# Text start

Dilworth sent out a June 22 memo outlining these ideas and discussed them Monday with the School Board.

Several board members had questions and concerns.

“It sounds to me like this board would like to think about this more, talk about this more,” Board President Barbara Freiberg said, suggesting more debate at the board’s July 21 meeting.

A key proposal is to convert Scotlandville Elementary to a middle school that would serve up to 950 students. That would change the current plan, approved by taxpayers in 2008, to preserve the elementary school, but add classrooms for sixth, seventh and eighth grades.

Scotlandville Elementary was a middle school until it was closed in 2003; it was then renovated and converted to an elementary school in 2007. Converting the school back to a middle school would cost an estimated $8.5 million. Construction would begin in April and finish by summer 2013.

Under the proposal, Scotlandville Elementary’s 500 students would transfer to surrounding elementary schools, especially Banks Elementary, which closed in May. Ryan and Sharon Hills elementary schools would also get six-room and four-room classroom additions, costing $4.4 million and $1.8 million each respectively.

# Text end
# Raw data start

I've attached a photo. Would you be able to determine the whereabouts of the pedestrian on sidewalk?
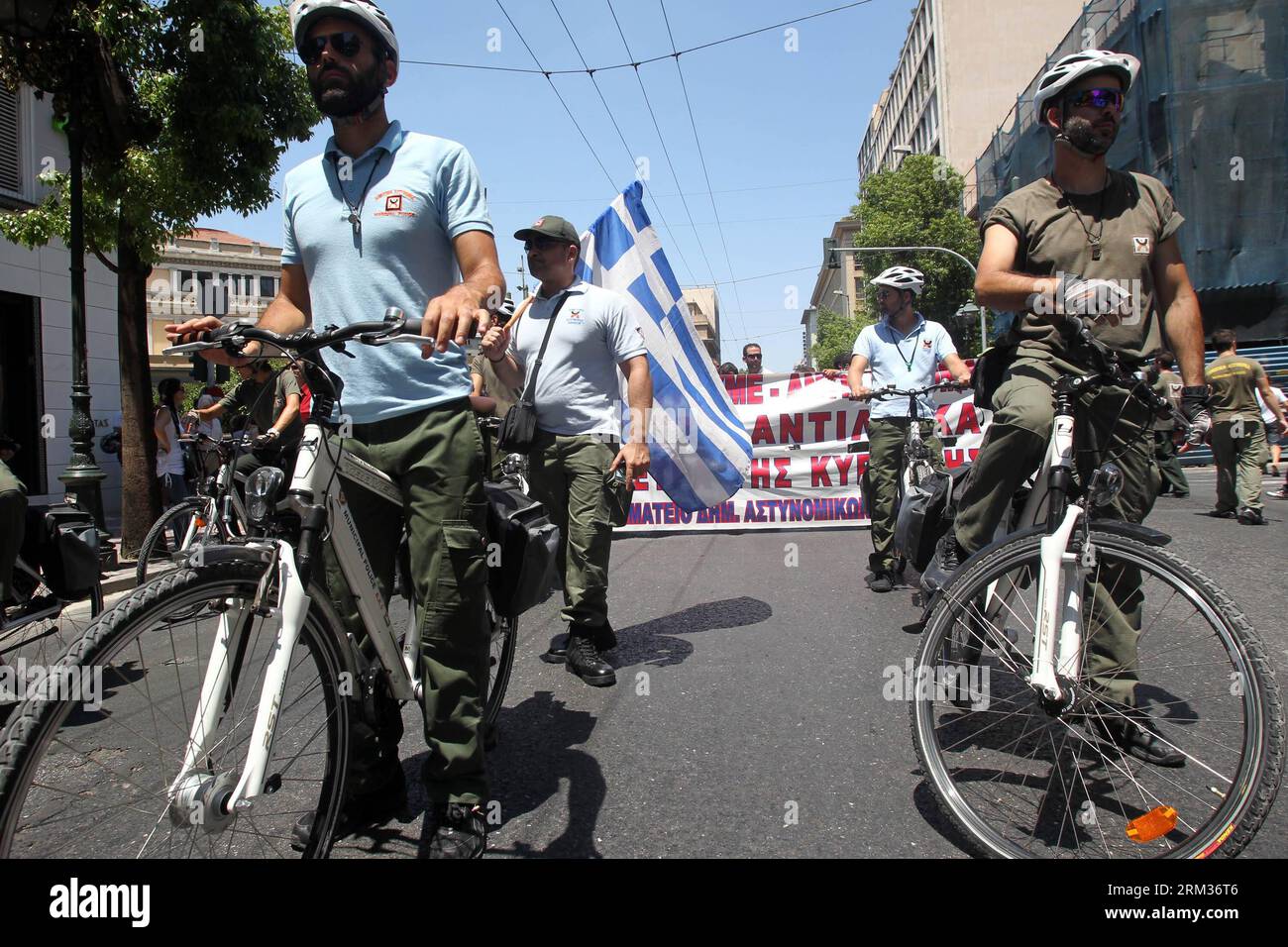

# Raw data end
# Raw data start

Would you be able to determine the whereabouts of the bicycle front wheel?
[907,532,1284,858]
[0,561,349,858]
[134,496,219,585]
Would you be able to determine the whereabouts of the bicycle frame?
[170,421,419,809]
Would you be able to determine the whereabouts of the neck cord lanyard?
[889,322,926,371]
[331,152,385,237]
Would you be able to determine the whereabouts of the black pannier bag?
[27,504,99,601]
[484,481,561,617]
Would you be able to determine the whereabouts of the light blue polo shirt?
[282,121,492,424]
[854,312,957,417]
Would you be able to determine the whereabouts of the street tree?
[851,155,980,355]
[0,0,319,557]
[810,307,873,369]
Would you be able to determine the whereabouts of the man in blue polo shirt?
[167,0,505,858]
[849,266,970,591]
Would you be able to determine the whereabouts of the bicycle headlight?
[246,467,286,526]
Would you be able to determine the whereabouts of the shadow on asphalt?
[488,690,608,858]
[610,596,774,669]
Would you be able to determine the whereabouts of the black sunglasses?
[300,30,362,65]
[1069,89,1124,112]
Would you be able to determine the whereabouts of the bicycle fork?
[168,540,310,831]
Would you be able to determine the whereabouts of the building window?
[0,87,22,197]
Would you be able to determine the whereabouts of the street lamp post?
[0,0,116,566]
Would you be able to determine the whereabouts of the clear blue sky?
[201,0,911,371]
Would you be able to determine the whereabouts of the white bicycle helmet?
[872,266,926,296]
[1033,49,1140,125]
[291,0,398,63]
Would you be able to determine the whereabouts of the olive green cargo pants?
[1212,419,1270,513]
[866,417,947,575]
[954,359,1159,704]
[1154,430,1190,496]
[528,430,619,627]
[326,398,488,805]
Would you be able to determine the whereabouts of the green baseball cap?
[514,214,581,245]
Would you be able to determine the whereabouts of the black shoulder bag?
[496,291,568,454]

# Raw data end
# Raw data start

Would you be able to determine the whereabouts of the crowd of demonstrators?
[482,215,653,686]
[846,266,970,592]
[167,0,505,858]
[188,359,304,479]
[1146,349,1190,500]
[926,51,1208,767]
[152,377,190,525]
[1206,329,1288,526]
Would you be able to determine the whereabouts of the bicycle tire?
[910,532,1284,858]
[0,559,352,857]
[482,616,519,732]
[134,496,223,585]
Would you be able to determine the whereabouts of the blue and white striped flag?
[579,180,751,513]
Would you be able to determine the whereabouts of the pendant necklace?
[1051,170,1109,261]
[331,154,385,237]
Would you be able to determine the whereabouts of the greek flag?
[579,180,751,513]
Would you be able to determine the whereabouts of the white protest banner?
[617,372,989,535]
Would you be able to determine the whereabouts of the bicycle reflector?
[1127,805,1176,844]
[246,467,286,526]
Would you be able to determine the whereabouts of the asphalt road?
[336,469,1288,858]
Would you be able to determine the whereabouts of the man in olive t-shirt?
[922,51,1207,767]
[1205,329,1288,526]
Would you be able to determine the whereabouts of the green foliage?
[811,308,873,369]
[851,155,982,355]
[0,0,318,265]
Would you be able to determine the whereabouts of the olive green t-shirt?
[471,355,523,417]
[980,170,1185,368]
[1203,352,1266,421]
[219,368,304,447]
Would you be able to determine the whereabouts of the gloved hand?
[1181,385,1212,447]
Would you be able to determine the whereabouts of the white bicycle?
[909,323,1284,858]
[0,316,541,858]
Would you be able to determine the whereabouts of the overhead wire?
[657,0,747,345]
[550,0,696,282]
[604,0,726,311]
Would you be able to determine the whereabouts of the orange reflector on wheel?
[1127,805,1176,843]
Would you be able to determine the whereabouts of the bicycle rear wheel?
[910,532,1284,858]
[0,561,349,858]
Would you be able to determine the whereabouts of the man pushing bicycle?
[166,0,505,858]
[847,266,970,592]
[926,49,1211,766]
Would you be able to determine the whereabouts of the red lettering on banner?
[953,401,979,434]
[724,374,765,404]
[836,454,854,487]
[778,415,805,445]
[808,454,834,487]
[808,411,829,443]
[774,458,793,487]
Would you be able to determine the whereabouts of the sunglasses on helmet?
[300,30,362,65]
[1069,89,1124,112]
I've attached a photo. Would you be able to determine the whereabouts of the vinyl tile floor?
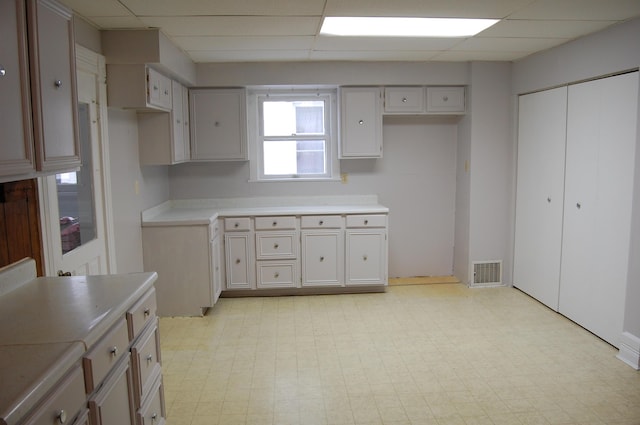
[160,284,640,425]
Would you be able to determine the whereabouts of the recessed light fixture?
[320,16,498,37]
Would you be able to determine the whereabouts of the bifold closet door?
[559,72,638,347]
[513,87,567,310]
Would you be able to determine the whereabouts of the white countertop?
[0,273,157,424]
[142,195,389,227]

# Raw data end

Challenges –
- A) Could you rewrite the part of the school board article running from "Dilworth sent out" down to "questions and concerns.", replacing "memo" with "letter"?
- B) Can you give the records from the line containing "Would you be able to determine the whereabouts of the building" down to the line containing "[496,291,568,454]", both of those lines included, as a numbered list with blank lines left out?

Final results –
- A)
Dilworth sent out a June 22 letter outlining these ideas and discussed them Monday with the School Board.

Several board members had questions and concerns.

- B)
1. Would you be able to determine the whereabouts of the building window?
2. [0,87,22,197]
3. Would you be able to determine the whereabouts of the street lamp post?
4. [0,0,116,566]
5. Would you be able to determine the whereabouts of the clear blue sky?
6. [201,0,911,371]
7. Would you be able to determine the whereabouts of the white bicycle helmet?
8. [872,266,926,296]
9. [1033,49,1140,125]
10. [291,0,398,63]
11. Would you be able to determine the whereabouts of the olive green cargo pants?
12. [1212,419,1270,513]
13. [866,417,947,575]
14. [954,359,1159,704]
15. [1154,430,1190,496]
16. [528,430,619,627]
17. [326,398,488,805]
18. Would you be able to determine the whereabouts of the green baseball cap?
19. [514,214,581,245]
20. Would you be able to determine the whereabouts of the black shoulder bag?
21. [496,291,568,454]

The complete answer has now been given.